> _What to work on_:
Locate every line in the rows below that contains the word "human" and copy each of those lines. Case counts.

> _Data for this exercise_:
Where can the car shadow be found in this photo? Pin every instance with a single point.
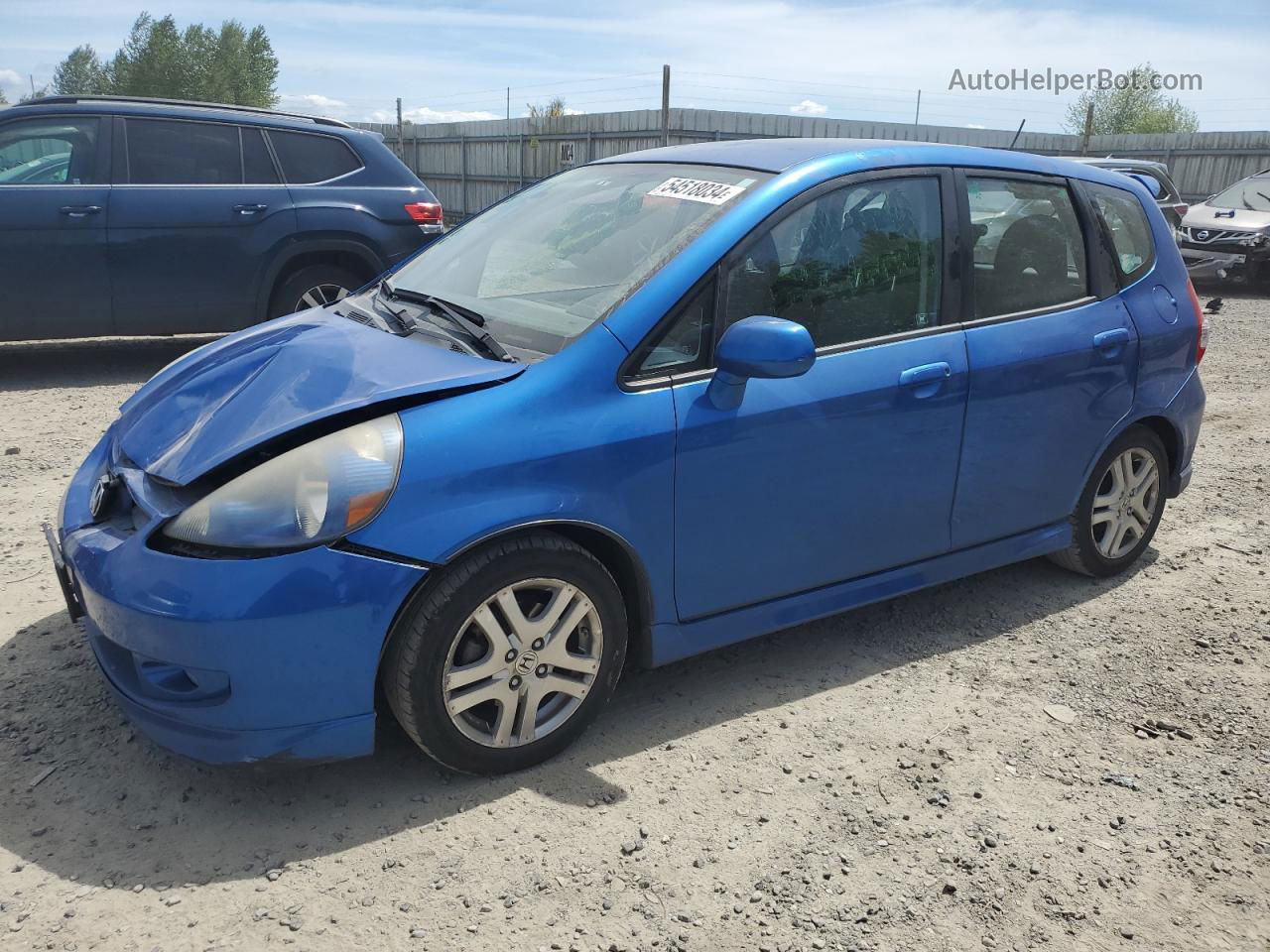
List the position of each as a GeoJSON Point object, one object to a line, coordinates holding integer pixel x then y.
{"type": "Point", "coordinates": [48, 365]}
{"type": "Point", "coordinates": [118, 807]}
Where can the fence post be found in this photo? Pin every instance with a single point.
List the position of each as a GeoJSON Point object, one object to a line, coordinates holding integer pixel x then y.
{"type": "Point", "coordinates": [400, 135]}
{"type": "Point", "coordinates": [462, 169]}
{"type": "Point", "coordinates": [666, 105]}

...

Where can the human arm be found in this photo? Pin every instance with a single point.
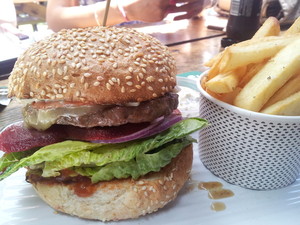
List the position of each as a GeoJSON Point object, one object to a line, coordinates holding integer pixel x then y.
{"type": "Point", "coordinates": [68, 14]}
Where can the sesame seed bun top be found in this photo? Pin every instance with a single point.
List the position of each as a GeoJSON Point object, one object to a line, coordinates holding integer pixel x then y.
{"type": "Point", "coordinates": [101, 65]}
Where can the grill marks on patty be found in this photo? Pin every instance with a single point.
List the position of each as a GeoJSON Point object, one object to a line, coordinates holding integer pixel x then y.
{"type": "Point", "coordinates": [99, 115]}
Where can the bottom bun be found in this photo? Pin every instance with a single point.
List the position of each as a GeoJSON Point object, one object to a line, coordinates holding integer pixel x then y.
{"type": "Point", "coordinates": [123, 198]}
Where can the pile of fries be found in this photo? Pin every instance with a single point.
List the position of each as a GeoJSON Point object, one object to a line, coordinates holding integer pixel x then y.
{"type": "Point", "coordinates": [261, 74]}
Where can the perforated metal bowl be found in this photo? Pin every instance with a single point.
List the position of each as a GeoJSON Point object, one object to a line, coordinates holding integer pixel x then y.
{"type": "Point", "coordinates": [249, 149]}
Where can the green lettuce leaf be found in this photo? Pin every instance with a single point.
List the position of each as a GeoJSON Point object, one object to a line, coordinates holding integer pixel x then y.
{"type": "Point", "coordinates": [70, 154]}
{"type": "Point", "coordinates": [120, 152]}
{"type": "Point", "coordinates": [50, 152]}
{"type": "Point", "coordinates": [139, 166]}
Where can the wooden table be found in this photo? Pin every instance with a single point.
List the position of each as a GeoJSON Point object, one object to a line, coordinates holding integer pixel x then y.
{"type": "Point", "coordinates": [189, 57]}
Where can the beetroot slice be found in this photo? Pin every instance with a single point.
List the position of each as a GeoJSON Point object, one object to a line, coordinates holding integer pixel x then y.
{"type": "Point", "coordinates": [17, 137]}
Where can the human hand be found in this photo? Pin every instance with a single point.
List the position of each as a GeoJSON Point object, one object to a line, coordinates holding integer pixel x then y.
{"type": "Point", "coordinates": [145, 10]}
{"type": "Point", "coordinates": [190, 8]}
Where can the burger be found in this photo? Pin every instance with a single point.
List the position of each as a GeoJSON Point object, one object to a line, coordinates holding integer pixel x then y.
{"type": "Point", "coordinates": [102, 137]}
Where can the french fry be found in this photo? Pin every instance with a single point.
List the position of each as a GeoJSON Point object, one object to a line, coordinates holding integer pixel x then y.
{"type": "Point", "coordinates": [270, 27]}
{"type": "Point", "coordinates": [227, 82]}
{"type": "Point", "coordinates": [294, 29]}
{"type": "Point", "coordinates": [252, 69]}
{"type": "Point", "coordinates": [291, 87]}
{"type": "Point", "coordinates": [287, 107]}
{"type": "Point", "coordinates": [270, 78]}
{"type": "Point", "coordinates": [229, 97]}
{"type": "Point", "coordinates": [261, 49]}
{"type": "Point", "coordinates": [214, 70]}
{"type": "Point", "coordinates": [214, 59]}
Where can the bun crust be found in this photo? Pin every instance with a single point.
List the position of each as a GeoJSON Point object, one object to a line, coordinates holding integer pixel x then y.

> _The reply_:
Where can the human arm be found in this photo? Pin every instance with a single point.
Where can the human hand be found in this photo? Pin every instance with a single point.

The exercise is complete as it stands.